## DIRECTIVE
Copy the dataset entries below verbatim, every line unchanged.

(Dataset entries)
________________________
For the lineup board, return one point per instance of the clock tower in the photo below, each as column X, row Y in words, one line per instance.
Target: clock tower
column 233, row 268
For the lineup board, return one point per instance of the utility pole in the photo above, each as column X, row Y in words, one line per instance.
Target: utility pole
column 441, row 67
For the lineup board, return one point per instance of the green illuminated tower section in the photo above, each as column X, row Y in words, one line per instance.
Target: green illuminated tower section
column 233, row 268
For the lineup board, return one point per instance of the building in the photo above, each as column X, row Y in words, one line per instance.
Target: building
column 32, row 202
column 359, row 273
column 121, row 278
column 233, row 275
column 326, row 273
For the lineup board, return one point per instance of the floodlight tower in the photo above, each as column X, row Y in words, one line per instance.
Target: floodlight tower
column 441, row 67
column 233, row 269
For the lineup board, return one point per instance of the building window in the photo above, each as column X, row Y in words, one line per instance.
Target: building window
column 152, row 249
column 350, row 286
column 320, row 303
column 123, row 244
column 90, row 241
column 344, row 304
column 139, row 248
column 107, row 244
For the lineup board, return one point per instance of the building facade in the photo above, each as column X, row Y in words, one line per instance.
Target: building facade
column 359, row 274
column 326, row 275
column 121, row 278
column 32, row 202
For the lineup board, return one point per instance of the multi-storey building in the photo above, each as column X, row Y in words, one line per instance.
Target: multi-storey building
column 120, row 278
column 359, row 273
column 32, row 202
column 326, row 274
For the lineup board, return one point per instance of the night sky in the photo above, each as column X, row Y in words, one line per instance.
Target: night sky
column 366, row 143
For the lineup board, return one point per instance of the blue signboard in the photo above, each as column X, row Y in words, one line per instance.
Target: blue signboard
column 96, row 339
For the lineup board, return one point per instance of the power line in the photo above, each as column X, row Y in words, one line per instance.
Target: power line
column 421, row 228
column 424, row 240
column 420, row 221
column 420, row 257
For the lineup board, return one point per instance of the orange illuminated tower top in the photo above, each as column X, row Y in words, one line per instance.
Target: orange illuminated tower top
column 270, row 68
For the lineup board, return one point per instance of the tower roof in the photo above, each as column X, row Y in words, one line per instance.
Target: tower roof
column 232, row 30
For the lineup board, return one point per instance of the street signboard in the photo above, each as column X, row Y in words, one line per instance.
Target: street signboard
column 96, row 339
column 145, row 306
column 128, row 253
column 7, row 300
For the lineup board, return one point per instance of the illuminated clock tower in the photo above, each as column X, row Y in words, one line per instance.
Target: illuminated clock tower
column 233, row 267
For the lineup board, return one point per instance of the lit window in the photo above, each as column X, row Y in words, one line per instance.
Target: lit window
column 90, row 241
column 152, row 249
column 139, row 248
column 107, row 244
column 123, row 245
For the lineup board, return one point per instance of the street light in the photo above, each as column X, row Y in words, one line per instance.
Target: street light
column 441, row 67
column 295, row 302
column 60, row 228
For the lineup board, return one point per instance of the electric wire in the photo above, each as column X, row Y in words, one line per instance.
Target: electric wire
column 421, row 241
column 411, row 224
________________________
## REPLY TO THE TASK
For the lineup board, return one point per instance of the clock tower in the photo below, each as column X, row Y in words, one line per instance.
Target: clock tower
column 233, row 268
For the lineup board, return one point per instance of the utility pole in the photo above, each as column X, row Y in words, one line per instance.
Target: utility pole
column 441, row 67
For the lineup board, return one point per instance of the green illuminated tower section in the photo above, each as column X, row Y in words, one line per instance.
Target: green illuminated tower section
column 233, row 268
For the lineup board, return one point per instance of the building in the photo above, each as column X, row Y in words, one line per instance.
Target: building
column 32, row 202
column 359, row 273
column 121, row 278
column 233, row 275
column 326, row 273
For the lineup board, return one point per instance of the floodlight tower in the photo above, each as column X, row Y in words, one line per instance.
Target: floodlight tower
column 441, row 67
column 233, row 269
For the lineup board, return one point per instance of the building window in the photo above, each as column X, row Y in words, one line per instance.
Target: building window
column 152, row 249
column 350, row 286
column 320, row 303
column 123, row 244
column 90, row 241
column 344, row 304
column 139, row 248
column 107, row 244
For the lineup board, return one point per instance of the building facade in the photo above, each as column X, row Y in words, one line per instance.
Target: building facade
column 359, row 274
column 326, row 275
column 121, row 278
column 32, row 202
For the lineup board, return one point per instance of the multi-storey building in the photo above, each as column X, row Y in words, one line per instance.
Target: multi-storey building
column 120, row 278
column 359, row 273
column 32, row 202
column 326, row 274
For the lineup board, return one point per instance of the night sky in the photo above, each as column X, row Y in words, one line per instance.
Target: night sky
column 366, row 143
For the lineup board, return one point per instance of the blue signboard in the photo above, each as column X, row Y in words, one line per instance.
Target: blue signboard
column 96, row 339
For the lineup board, return one point per instance of the power line in the photo above, each as column X, row Y in words, one line per instance.
Target: power line
column 421, row 228
column 424, row 240
column 420, row 221
column 420, row 257
For the lineup board, return one point per instance of the orange illuminated tower top in the photo above, each as column X, row Y in words, one line per instance.
Target: orange illuminated tower top
column 270, row 68
For the lineup board, return one point per instance of the tower roof in the photo above, each as column X, row Y in words, one line per instance.
Target: tower roof
column 232, row 30
For the lineup board, return one point per instance of the street signboard in the photo above, each as column X, row Y in words, one line per instance.
Target: street signboard
column 96, row 339
column 145, row 306
column 128, row 253
column 7, row 300
For the lineup board, return one point per instance of the illuminated clock tower in the photo above, each as column X, row Y in words, one line per instance.
Target: illuminated clock tower
column 233, row 267
For the lineup board, return one point per instance of the lit window in the photo above, each as column X, row Y in words, one line per instance.
Target: lit window
column 90, row 241
column 152, row 249
column 139, row 248
column 107, row 244
column 123, row 245
For the lineup board, return one point per instance of the street light in the photo above, each as column X, row Y in words, one line per instance.
Target: street light
column 441, row 67
column 295, row 302
column 60, row 228
For the lineup board, return one point per instance of the electric wire in the photo above, each as column X, row Y in words, one line per instance.
Target: electric wire
column 421, row 241
column 411, row 224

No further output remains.